+++ Source data +++

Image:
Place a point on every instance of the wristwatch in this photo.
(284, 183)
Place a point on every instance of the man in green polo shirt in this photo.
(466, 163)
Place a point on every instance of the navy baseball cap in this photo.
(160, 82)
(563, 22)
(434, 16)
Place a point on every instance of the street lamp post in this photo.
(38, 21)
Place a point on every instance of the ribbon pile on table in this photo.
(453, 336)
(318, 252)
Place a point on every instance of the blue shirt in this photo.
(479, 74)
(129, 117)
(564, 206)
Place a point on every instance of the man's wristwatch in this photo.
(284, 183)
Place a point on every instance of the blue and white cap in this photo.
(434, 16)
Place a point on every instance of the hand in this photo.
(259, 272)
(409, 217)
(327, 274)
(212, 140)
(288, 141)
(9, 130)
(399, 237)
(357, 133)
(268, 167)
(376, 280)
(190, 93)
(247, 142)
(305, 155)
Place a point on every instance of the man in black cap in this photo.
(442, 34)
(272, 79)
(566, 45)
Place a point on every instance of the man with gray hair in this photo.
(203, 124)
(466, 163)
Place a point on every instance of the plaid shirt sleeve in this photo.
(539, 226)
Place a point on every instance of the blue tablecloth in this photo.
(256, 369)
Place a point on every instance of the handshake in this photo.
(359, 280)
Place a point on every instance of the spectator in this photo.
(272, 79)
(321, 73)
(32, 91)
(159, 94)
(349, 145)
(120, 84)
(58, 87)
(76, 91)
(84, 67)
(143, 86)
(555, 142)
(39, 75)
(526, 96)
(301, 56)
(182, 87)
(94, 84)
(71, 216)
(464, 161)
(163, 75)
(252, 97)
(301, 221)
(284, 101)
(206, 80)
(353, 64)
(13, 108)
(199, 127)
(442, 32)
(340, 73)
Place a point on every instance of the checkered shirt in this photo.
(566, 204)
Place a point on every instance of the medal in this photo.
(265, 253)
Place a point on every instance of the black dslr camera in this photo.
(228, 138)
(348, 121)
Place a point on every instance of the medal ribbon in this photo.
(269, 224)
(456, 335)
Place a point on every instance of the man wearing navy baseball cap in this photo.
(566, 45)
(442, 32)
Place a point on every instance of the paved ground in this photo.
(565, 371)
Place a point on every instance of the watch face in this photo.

+++

#### Task details:
Transcribe each entry word for word.

#### Solution to this exercise:
Image:
Place a point on every instance of the wristwatch in this photo.
(284, 183)
Place a point on every instance of the man in green polo shirt in this photo.
(466, 163)
Place a point on every instance of the navy baseball cap in this photo.
(160, 82)
(563, 22)
(434, 16)
Place a point on every instance of the street lamp post in this photo.
(38, 21)
Place a point on every instance of the ribbon pile on table in this photo.
(453, 336)
(318, 252)
Place a point on every instance of the blue shirt in this photo.
(479, 74)
(129, 117)
(564, 206)
Place a point on every instance of the man's wristwatch in this photo.
(284, 183)
Place a point on every instance of the blue and white cap in this photo.
(434, 16)
Place a point on every instance of the hand in this photo.
(259, 272)
(409, 217)
(327, 274)
(212, 140)
(288, 141)
(9, 130)
(399, 237)
(357, 133)
(268, 167)
(376, 280)
(190, 93)
(247, 142)
(305, 155)
Place a point on every instance of the man in black cap in this photo.
(442, 34)
(272, 79)
(566, 45)
Place a point on every instance of the man with gray hair in this photo.
(203, 124)
(466, 163)
Place a point on every instance of the plaid shirt sleeve in this photo.
(539, 226)
Place a point on every instance of the blue tablecloth in this photo.
(256, 369)
Place a point on every instance of the handshake in this photo.
(359, 280)
Place a point on every instance of the spectator in this photo.
(272, 79)
(321, 73)
(32, 91)
(159, 94)
(349, 145)
(120, 84)
(58, 87)
(76, 91)
(84, 67)
(143, 86)
(555, 142)
(39, 75)
(526, 96)
(301, 56)
(182, 87)
(94, 84)
(71, 216)
(464, 161)
(163, 75)
(252, 97)
(301, 221)
(284, 101)
(206, 80)
(353, 64)
(13, 108)
(199, 127)
(442, 32)
(340, 73)
Place a point on every instance of the checkered shirt in this photo.
(566, 204)
Place a point on every instance of the medal in this photo.
(265, 253)
Place a point on every instance of the black dslr camera in this photo.
(228, 138)
(348, 121)
Place a point on every instance of the medal ribbon in this photo.
(269, 224)
(456, 335)
Place a point on every instance of the man wearing navy baseball cap in this photo.
(566, 45)
(442, 32)
Place a point on every instance of the paved ground in this photo.
(565, 371)
Place a point on every instance of the watch face in this photo.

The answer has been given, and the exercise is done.